What this task involves —
Your answer should hold every line of the records below that contains the string "staring".

Saved data entries
***
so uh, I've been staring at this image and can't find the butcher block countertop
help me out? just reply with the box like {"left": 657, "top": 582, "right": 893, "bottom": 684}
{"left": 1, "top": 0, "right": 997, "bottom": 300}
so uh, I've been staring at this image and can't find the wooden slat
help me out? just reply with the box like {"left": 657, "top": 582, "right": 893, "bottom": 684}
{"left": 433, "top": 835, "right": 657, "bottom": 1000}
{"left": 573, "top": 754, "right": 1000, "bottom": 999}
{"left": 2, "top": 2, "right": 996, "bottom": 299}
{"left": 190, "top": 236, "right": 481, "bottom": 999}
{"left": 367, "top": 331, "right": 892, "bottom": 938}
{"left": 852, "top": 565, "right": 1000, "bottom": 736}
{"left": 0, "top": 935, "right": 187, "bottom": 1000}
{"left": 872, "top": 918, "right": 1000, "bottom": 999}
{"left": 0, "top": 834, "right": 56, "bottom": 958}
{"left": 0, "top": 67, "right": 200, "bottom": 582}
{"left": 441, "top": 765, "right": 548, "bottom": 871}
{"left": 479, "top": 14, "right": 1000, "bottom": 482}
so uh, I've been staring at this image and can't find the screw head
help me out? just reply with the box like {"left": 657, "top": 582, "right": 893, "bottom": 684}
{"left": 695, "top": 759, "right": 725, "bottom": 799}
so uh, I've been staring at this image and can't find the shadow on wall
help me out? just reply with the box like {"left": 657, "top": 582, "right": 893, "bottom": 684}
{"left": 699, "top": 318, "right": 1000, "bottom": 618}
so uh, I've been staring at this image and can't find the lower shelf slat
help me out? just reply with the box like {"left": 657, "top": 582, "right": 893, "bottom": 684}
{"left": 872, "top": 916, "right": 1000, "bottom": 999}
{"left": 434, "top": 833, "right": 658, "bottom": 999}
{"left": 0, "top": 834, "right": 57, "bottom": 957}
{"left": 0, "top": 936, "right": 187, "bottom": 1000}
***
Reply —
so uh, I've been staring at this image and can't find the butcher block countertop
so uh, I've been staring at this image and can't find the wooden slat
so uh, I've been staring at this image and can't find the screw head
so uh, I've been staring at this image and can't find the shadow on wall
so uh, I've been staring at this image and can't find the lower shelf slat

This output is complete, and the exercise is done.